[EXERCISE DIRECTIONS] Search the material for "yellow" and show all lines that contain it.
#####
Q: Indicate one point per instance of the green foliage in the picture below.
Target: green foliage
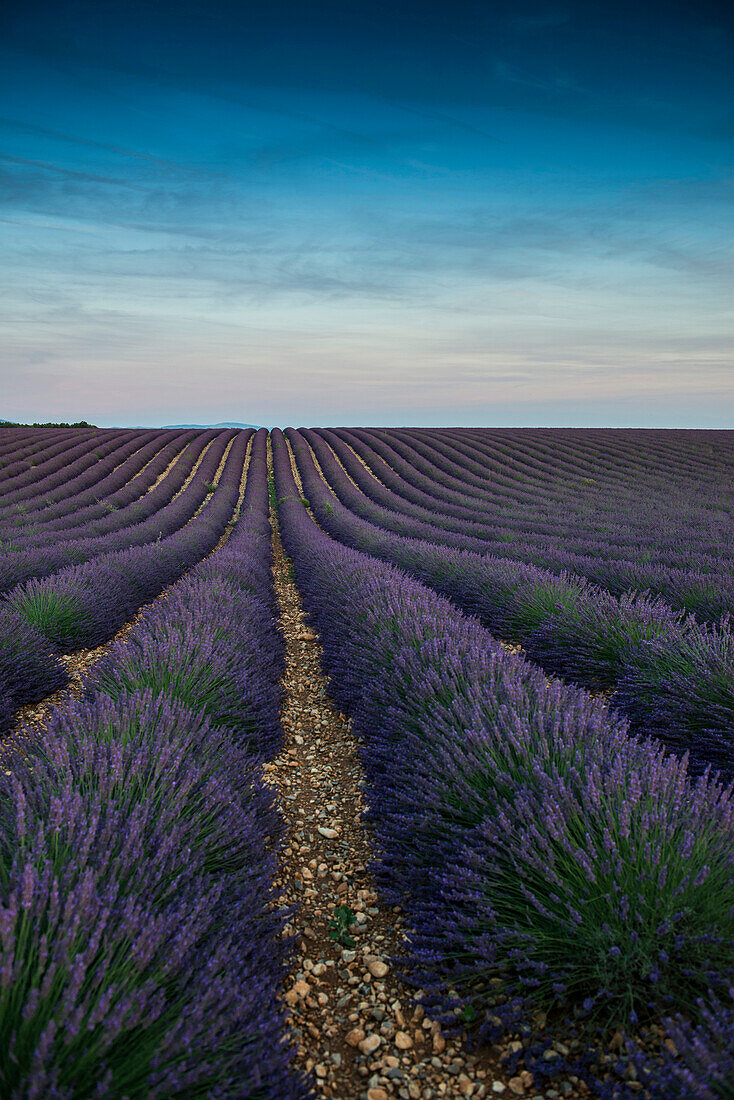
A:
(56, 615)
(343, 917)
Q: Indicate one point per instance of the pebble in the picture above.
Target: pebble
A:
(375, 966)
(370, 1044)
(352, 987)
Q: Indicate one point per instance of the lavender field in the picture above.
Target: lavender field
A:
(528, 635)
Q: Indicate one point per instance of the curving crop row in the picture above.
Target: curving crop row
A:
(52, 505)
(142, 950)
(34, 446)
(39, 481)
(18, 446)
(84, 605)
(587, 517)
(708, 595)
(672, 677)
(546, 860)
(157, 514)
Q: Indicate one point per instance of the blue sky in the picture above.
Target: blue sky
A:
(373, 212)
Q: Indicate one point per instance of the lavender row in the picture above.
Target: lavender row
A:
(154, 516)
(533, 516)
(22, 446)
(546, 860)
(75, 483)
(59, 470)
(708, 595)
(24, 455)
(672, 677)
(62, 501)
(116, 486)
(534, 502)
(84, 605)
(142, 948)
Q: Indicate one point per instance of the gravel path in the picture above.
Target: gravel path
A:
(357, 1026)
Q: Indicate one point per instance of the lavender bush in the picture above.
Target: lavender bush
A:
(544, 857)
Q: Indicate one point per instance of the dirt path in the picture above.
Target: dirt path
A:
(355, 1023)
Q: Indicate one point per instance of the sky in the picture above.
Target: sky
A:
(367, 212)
#####
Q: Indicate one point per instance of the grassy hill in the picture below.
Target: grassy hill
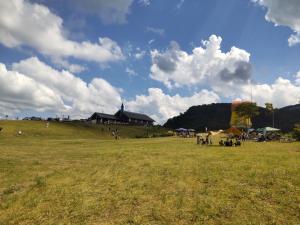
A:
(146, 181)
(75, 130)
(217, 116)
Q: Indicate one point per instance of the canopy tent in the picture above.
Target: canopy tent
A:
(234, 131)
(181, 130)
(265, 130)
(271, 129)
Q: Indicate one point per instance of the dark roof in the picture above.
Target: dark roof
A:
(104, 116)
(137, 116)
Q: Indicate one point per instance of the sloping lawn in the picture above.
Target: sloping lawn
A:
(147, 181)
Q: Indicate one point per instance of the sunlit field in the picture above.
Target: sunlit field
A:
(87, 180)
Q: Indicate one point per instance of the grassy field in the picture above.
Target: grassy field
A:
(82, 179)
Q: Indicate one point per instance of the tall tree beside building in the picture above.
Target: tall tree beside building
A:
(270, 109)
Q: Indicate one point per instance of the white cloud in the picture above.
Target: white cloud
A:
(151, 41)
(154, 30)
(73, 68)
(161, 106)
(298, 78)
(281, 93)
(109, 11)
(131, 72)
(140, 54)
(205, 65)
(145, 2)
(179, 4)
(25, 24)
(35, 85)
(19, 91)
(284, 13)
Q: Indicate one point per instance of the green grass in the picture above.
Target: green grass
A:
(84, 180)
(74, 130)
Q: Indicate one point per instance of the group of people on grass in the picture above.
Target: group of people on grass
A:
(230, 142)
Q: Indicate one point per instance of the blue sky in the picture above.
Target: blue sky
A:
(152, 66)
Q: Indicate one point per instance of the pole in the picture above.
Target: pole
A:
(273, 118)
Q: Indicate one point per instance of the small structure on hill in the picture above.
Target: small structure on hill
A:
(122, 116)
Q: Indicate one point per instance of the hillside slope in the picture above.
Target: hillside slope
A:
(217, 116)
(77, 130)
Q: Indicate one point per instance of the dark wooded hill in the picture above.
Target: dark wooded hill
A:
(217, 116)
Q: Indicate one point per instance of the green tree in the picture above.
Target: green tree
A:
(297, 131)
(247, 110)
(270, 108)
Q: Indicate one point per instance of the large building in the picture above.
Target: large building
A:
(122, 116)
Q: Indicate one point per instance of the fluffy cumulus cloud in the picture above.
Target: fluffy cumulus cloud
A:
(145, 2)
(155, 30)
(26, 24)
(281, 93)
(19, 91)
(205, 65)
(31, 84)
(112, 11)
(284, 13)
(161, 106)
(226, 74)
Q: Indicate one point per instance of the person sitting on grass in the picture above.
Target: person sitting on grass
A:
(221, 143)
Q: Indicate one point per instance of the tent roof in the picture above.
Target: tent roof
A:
#####
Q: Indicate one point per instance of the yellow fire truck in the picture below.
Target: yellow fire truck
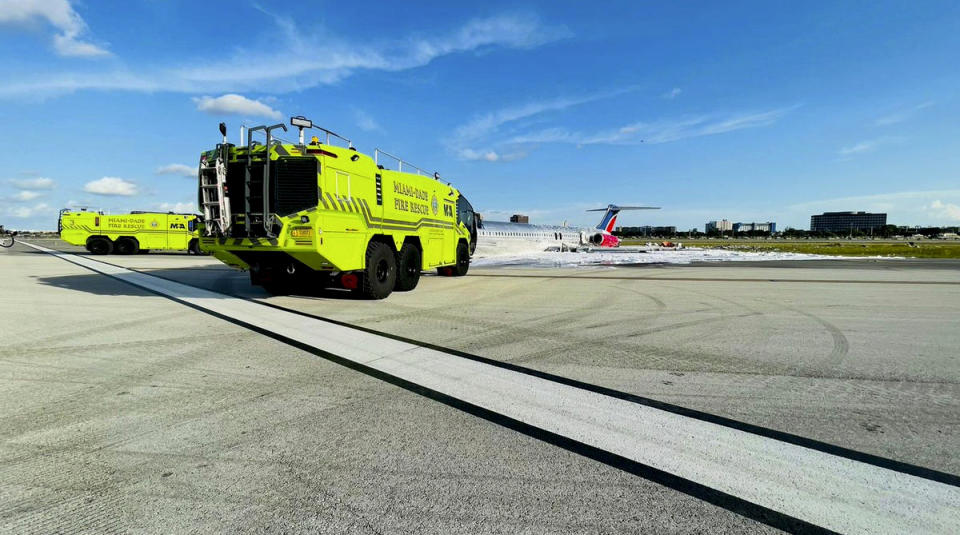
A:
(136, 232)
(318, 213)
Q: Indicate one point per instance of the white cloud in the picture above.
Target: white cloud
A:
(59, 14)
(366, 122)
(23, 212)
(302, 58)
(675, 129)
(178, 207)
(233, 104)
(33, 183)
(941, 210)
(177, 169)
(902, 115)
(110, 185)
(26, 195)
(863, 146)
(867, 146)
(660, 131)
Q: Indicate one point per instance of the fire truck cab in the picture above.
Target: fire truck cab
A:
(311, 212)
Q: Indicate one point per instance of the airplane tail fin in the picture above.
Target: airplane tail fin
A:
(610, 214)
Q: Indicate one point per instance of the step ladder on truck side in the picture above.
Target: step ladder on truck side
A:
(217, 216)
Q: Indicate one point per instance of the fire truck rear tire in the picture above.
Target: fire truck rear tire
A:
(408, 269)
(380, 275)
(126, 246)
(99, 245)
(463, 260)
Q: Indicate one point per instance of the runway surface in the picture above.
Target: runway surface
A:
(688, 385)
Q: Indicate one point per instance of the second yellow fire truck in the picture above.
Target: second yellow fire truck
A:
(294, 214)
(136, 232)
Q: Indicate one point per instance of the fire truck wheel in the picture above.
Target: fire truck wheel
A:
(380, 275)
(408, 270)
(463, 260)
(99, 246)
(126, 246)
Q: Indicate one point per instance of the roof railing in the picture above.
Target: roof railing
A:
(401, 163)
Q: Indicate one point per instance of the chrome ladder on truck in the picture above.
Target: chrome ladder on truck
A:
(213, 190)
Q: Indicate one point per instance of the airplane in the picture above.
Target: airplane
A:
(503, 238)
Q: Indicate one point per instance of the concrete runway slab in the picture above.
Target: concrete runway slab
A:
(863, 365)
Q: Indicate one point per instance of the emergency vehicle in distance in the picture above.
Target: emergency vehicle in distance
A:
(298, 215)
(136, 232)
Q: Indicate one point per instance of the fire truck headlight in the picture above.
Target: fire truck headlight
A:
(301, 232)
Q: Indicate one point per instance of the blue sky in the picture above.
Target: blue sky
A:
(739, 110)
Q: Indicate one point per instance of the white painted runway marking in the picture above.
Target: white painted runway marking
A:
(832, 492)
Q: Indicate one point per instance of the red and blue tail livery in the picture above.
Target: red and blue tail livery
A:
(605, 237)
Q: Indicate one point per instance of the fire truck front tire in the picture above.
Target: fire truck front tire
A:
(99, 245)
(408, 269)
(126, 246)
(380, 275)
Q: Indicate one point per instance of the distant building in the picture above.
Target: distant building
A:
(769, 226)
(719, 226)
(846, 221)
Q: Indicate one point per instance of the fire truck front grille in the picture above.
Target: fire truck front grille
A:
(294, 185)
#####
[TASK OUTPUT]
Q: Indicate one point per instance of the yellow fire truck in the picture below.
Target: yellow fire truck
Q: Indicate one point per instance of the second yellow fire truck in the picture above.
Target: second yellow fire truck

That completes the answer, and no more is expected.